Exercise requirements: In the listing below, take the lines starting with the one that contains "Identify where the black" and going on through the one that contains "46;50;52;64". Write out only those lines again, putting "tight" wherever "precise" appears and leaving everything else unchanged.

The records:
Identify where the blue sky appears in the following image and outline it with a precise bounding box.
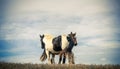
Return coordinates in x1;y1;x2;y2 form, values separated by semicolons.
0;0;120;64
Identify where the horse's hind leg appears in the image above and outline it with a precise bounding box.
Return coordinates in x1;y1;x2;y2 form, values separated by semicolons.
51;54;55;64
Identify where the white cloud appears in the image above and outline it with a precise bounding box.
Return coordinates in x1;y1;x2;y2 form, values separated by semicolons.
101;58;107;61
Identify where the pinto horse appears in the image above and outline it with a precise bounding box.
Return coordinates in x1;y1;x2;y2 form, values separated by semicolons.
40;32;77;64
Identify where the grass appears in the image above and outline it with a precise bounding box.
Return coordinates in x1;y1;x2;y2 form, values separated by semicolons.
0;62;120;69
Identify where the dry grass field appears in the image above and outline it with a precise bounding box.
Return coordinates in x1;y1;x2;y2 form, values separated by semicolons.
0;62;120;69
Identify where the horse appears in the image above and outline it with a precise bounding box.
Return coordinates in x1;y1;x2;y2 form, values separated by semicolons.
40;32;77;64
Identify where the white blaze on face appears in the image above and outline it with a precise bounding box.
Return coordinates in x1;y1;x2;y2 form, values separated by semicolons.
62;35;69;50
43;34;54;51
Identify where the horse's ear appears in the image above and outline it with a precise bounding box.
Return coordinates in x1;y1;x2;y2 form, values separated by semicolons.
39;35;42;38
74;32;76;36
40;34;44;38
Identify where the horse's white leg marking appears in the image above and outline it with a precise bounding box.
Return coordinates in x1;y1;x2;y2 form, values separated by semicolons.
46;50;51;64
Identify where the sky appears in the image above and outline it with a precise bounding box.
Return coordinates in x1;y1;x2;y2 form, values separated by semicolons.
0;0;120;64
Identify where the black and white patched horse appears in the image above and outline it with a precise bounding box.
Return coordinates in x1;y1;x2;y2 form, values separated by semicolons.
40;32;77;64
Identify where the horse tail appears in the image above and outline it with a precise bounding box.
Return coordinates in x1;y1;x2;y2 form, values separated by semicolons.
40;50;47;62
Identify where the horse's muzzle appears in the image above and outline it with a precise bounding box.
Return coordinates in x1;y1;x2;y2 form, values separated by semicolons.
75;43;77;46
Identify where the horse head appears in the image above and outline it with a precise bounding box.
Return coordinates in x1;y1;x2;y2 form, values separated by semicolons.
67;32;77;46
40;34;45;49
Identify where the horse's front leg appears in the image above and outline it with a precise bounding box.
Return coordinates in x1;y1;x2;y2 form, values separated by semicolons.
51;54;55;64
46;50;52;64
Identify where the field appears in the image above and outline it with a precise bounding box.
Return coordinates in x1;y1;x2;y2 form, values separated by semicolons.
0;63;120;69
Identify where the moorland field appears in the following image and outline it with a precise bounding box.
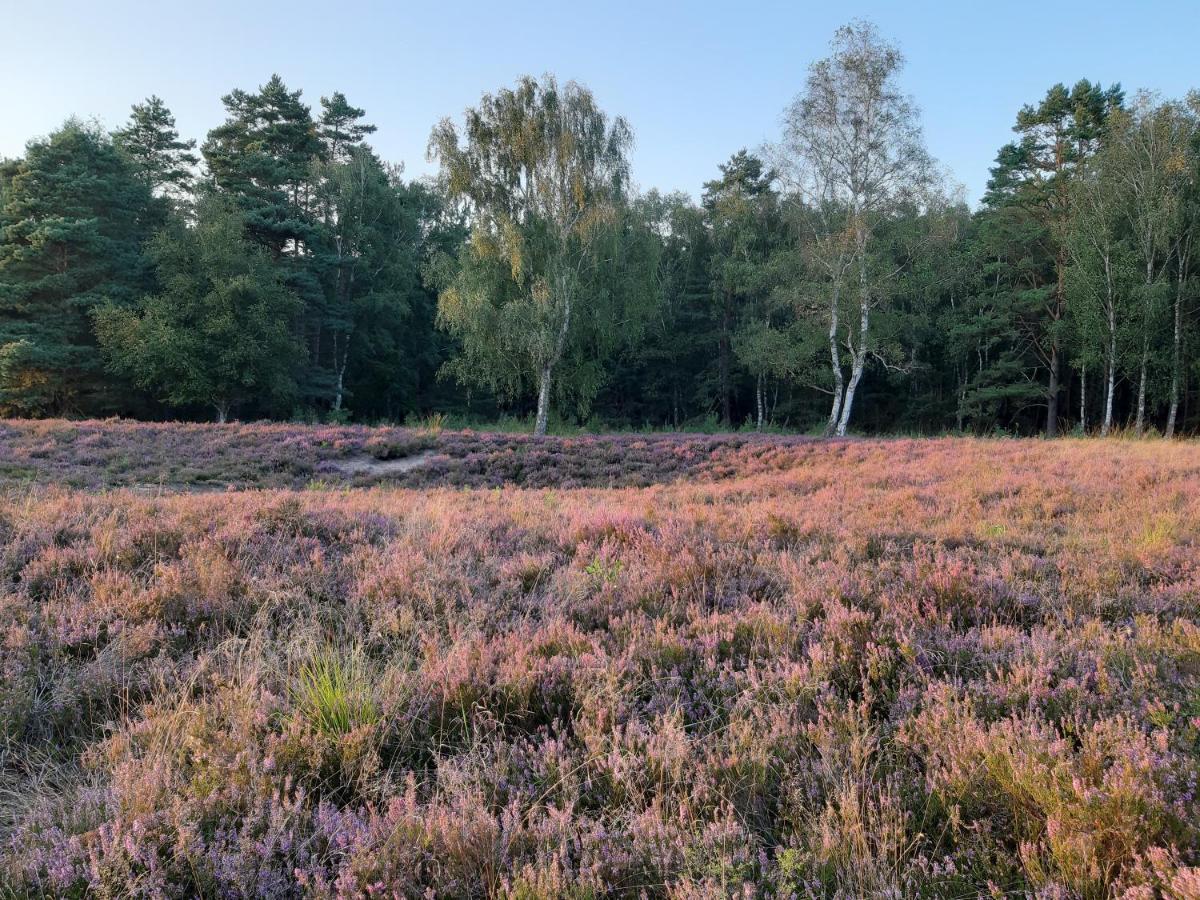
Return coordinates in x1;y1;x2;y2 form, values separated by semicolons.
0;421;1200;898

The result:
Identify where the black and white patched horse appears in the image above and outline it with a tight bounding box.
Return coordinates in x1;y1;x2;y2 form, values separated by semicolons.
40;32;77;64
Identify where the horse tail appears in the image above and outline it with a tight bounding box.
Return coordinates in x1;y1;x2;y2 form, values separated by semicolons.
40;50;47;62
Identify where the horse's muzzle appears in the image above and outline it with a tight bounding box.
Return coordinates in x1;y1;x2;y2 form, values separated by semicolons.
75;43;77;46
Identify where the horse head appears in the image above and outline it with a tight bounding box.
Return coordinates in x1;y1;x2;y2 form, values separated by semicolons.
67;32;77;46
40;34;45;49
Identify where the horse's front leg appears in the image above and outline it with a tight bounding box.
Return coordinates in x1;y1;x2;y2 form, values separated by semicolons.
51;54;55;64
46;50;52;64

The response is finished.